## START Excerpted text

I respect postgresql a lot, but mariadb allows me to sleep much better at night thanks to replication, smooth upgrades and no VACUUM to worry about.
By analogy: should a database cluster optimize consistency or availability? Answer: there’s no way its author can guess which is more important to how you want to use it.
I have suspected for a long time that most people who criticize MySQL have never actually worked with it, or have done so a couple of decades ago. It's often the default choice if you don't need some of the PostgreSQL features (like PostGIS) and can work with either one.
This is the one thing in My/MariaDB that I miss in Pg: Galera. So handy for in-house stuff that needs some kind of HA: either a three-server setup, or a two-server+arbitrator.
Looking at https://mariadb.com/kb/en/standard-replication/, is the one obvious way binlog replication or Galera?
1. Most psql deployments are not exposed to the interwebz, they are typically only accessible to the applications that need them by virtue of network setup (firewalls etc). This limits the attack vector to whatever the application does. Good.
2. Distro vendors (RHEL et al) often stick to major psql release for the lifecycle of the OS version. If the OS lives longer than the psql major version, they take on the responsability of backporting critical security issues.
3. While upgrades aren't hard, they're not easy either.
4. Psql is pretty much feature complete for many workloads, and pretty stable in general. For many people, there is little need to chase the latest major version.
To drive this a little further, "latest and greatest" doesn't always apply. I've chosen software - even databases - for greenfield deployments one or two releases behind for their known characteristics.
Stability doesn't imply perfection, but rather, predictability.
And in my experience, apart from ease of use there's also a major trust issue here. If you're upgrading your app server framework/language, it's easy enough to do a rollback. With databases, people are worried that they might not notice errors right away and then you have to merge the data accumulated since the upgrade with the last backup in case of a rollback.
Not saying that this is entirely rational...
Also, new features on the SQL level are hard to sell if all you're doing is lowest common denominator ORM ("New window functions and faster lateral joins? But we're doing all that in our code!").
5. If your IT department is spread thin already and that old version is running fine, the incentive to potentially create more work for yourself is not gigantic.
And no, being old is not broken.
Amongst other reasons:
- Performing regular upgrades is an easy and cheap way to maintain a healthy knowledge base about the system. It's always easier to fix a system that is well understood than a black box which nobody has touched in 20 years. Upgrading regularly also leads to people being more comfortable with the upgrade process and it is likely to become a "regular thing" with checklists and other process improvements that make maintenance safer and more reliable.
- Doing preemptive maintenance means YOU get to choose when the system is unavailable and then you can plan accordingly, perhaps by planning it during a period with low usage or even arranging for a redundant system to take up the load. The alternative is leaving it up to chance when a system will fail, and that's frequently at high-load moments when you can least afford it.
- As a corollary to the previous point: a team which is in control of its systems can have more predictable output of feature work, since there will be fewer "unexpected" events.
Not maintaining your systems is only cheaper in the long run if you don't count the engineering time required to fix things when they break or need to be replaced. Ounce of prevention vs pound of cure and all that.
- If you're scared to perform upgrades, this is a good indicator that you lack confidence in your backup/recovery/reversion policies and procedures, probably for good reason, so maybe fix that.

## END Excerpted text
## START Material

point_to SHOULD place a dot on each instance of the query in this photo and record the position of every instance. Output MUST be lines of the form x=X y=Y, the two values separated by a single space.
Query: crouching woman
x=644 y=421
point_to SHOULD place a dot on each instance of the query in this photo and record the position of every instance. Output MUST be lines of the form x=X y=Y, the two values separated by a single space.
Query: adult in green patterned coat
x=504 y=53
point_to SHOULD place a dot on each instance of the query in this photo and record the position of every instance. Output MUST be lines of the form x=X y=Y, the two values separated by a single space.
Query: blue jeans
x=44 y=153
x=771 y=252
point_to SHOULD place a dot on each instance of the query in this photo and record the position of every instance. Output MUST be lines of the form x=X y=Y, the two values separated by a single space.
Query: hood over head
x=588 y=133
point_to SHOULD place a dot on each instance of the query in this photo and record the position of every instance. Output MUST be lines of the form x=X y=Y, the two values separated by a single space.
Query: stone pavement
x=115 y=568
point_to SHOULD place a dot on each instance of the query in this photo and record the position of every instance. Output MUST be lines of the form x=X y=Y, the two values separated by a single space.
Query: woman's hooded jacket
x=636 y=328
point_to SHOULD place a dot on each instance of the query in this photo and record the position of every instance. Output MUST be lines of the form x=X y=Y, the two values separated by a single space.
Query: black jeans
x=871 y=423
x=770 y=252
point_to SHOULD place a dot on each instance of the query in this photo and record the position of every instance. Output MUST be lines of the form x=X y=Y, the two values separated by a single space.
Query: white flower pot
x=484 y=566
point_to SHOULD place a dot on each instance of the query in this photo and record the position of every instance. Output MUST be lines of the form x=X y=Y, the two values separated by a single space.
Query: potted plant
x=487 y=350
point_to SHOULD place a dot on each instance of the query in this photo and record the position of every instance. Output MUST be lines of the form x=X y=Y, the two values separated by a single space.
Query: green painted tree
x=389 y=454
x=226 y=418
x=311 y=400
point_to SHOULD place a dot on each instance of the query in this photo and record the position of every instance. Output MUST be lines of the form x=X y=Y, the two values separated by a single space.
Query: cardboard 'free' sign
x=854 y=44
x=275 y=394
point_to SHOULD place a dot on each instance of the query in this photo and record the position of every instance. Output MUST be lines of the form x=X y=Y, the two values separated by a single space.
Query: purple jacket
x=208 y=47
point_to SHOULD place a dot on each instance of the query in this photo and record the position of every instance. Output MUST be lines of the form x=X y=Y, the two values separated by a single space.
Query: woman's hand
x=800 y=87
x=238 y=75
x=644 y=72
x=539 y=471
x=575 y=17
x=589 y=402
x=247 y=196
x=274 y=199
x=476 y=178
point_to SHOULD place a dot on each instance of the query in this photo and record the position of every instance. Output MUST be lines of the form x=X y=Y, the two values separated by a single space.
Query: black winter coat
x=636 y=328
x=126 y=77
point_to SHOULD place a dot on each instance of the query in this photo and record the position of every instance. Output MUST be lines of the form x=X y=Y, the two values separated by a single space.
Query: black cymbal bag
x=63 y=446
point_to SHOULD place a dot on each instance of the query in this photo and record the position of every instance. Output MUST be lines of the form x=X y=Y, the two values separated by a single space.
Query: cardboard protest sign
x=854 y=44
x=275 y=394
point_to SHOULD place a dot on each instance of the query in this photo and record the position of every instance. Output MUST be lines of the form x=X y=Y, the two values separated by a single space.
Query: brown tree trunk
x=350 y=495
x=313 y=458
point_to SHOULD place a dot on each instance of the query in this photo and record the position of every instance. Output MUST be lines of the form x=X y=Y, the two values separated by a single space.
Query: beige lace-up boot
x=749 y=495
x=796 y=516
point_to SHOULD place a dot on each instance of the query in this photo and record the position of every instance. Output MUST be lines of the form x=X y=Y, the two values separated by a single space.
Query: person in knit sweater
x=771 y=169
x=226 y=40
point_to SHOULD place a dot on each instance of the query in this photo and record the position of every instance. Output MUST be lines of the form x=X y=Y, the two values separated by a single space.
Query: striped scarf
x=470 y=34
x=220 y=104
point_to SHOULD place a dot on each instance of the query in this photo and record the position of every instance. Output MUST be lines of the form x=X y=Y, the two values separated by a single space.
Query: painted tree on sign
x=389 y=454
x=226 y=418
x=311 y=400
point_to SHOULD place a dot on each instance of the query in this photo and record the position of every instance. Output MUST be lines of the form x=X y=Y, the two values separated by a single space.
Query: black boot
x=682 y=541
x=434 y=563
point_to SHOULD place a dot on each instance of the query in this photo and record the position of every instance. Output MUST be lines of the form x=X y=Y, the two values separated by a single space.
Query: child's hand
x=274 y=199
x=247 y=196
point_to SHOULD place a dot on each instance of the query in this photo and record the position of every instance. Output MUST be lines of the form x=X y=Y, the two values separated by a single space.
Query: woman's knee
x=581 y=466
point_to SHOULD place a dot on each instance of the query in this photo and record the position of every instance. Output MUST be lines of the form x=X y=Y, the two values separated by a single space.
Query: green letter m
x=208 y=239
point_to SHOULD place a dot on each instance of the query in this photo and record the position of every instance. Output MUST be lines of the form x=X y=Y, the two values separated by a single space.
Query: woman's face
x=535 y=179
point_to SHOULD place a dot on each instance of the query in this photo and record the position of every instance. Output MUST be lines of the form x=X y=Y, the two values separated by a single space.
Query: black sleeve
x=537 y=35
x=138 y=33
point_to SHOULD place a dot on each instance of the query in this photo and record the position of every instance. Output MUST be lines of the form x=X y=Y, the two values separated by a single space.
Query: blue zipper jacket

## END Material

* Directives
1. In the database upgrade discussion, which My/MariaDB feature does one commenter say they miss in Pg?
2. Write the next part of the database upgrade discussion, picking up after its final sentence.

* Per-task outputs
1. Galera.

2.
I mean I think it's because maintenance is so unglamorous. So when it happens and everything doesn't collapse, nobody remembers and starts asking why we even do it (and then sysadmins and middle management suddenly aren't a thing, and companies and IT become exactly as fragile as anyone with _actual_ understanding of management would expect).
Meanwhile when regular maintenance fails in progress, it often ends up in the news with a body count attached.
One of my favourite podcasts has a running joke that you should never do maintenance (because so many industrial disasters happen during it). Of course the bias is the point of the joke - and usually the reason things went bad is because either the maintenance was neglected until that point, or the engineering picked Postgresql, I mean, didn't consider the necessity of maintenance.
https://en.wikipedia.org/wiki/G._K._Chesterton#Chesterton's_...
Old software is not necessarily broken, but it is always a tech debt. And you can't live in debt forever, our IT does not work this way.
It's often lower risk to apply frequent smaller changes than wait years for one enormous "bundled" upgrade.
If you are "fixing" a Schroedinger's Cat, my dude the Supreme Court of the Universe will not be kind.
That doesn't mean "upgrade recklessly," but it does mean you should know _why_ you're either upgrading or _NOT_ upgrading. That's your job, much more than the act of upgrading itself.
Unpublished vulnerabilities in old software are not a hypothetical. And very old packages are usually broken, just coped with at the expense of significant lost opportunity cost - or because the failure is a combination of rare and impactful that means once it happens everyone is out of job anyway.
Seriously, I've yet have to encounter a sysadmin using that old, silly adage at me and not later have to admit I was right.
Edit: so no, you don't stay on an ancient version of the database because "it's not broken." You're staying on it because _the upgrade process itself_ is so broken you're terrified of it.
It requires a lot of work, planned downtime, or some way to smear updates across the estate.
The cost of any failure is very high. The benefit of any major upgrade is also vanishingly small. Unless you need a specific feature, its just not worth it.
…or you're on AWS RDS, which will automatically bump your db cluster if it goes EOL and you ignore the notices for more than a year.
I guess it depends on scale? I was surprised how easy it was on Ubuntu. There was an automatic migration script, and it worked. Took less than 5 minutes to upgrade.
Sure, there was downtime, but I think most applications out there can live with scheduled downtime of a few minutes.
If you can't have downtime, then nothing is easy.
To others reading, be mindful: database upgrade times depend greatly on the data stored within them/where/who is using them. Your development environment doesn't represent production. If the distinction even exists!
A five minute upgrade can become indefinite with a single lock [row/table, depending on the storage engine/etc]
No matter how easy it is, it takes more effort and thought to do an upgrade than it does to not do an upgrade at all, and for most users the upside is basically invisible if it exists at all.
Newer PostgreSQL versions are better. Yet still not quite as robust or easy as MySQL.
At a certain scale even MySQL upgrades can be painful. At least when you cannot spare more than a few minutes of downtime.
I think it boils down to this. We used to constantly be running the obsolete pg version until it became an emergency mostly because upgrading with the tooling available at the time was very painful. Today however, we stay relatively up to date. Once you figure out the data replication, you can almost do blue green deployments on databases with almost no down time.
https://jepsen.io/analyses/mysql-8.0.34 ( MySQL 8.0.34 2023-12-19 )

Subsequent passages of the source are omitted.